Alexander is working to revive the program, possibly through legislation that could be introduced in the 2008 session.
Sooner would be better, said Dr. Michael Durfee, an advocate who helped his wife found California’s ICAN. He noted that at least 10 infants were killed by homicide in Idaho between 1999 and 2004, according to figures from the National Center for Injury Prevention and Control.
“That’s pretty damn high for a state with a population of only 1 million,” said Durfee.
He planned to contact Gov. Butch Otter’s office to emphasize the urgency of reinstating Idaho’s review process – and making national coverage complete.But Alexander said Idaho advocates recognize the value of restoring the child death review process.
“We know where we’re at; we don’t need anyone to encourage us,” she said.
Not having the program in place for several years is worrisome, Alexander acknowledged. “I think we’ve lost the understanding of whether anything has changed. We’ve lost the ability to understand trends,” she said.
While Idaho is waiting for the state Legislature to help restore its program, Washington officials are looking to a national solution. Department of Health staff members expect this spring to join a multi-state database sponsored by the National Center for Child Death Review in Michigan, said Siemon, a department consultant.

__________

## TO DO:
A – Summarize the article on Idaho's child death review program in two sentences.
B – Retype the article on Idaho's child death review program, everything from "While Idaho is" down to "a department consultant.".
C – Extend the article on Idaho's child death review program past its final sentence.

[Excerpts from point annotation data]
__________

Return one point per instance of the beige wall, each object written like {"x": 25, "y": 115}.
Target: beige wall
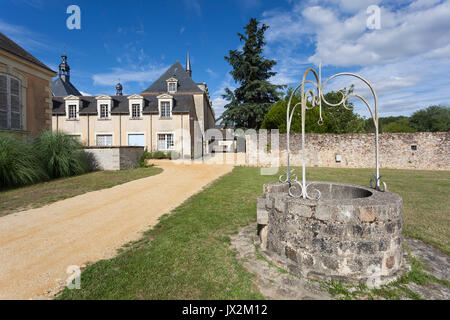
{"x": 188, "y": 129}
{"x": 121, "y": 125}
{"x": 36, "y": 92}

__________

## OUTPUTS:
A – Alexander is working to revive Idaho's child death review program, possibly through legislation in the 2008 session, and Dr. Michael Durfee urged faster action, citing at least 10 infant homicides in Idaho between 1999 and 2004. Alexander said Idaho advocates already recognize the value of restoring the process, while Washington Department of Health staff expect this spring to join a multi-state database sponsored by the National Center for Child Death Review.

B –
While Idaho is waiting for the state Legislature to help restore its program, Washington officials are looking to a national solution. Department of Health staff members expect this spring to join a multi-state database sponsored by the National Center for Child Death Review in Michigan, said Siemon, a department consultant.

C –
A federal grant would provide funding for participation in the database, which would collect and track information about Washington’s child deaths, Siemon said. That could help ensure a more complete accounting on which to base Child Fatality Reviews, she said.
Still, the state needs to work toward the goal of reviewing all unexpected child deaths, local and national advocates said.
“In the end, it is a system for agencies to do what they should do anyway,” said Michael Durfee of ICAN.
Summer Phelps’ death, allegedly at the hands of her father and stepmother, Jonathan and Adriana Lytle, is a tragedy. But like many high-profile cases, it could become a catalyst for change in the region and across the state, Durfee said.
“You get the streetlights in front of the school after a kid gets hit by a car,” he said.
“When a kid dies, the whole world kind of tips over and stops. And then even people who don’t like each other are willing to do something.”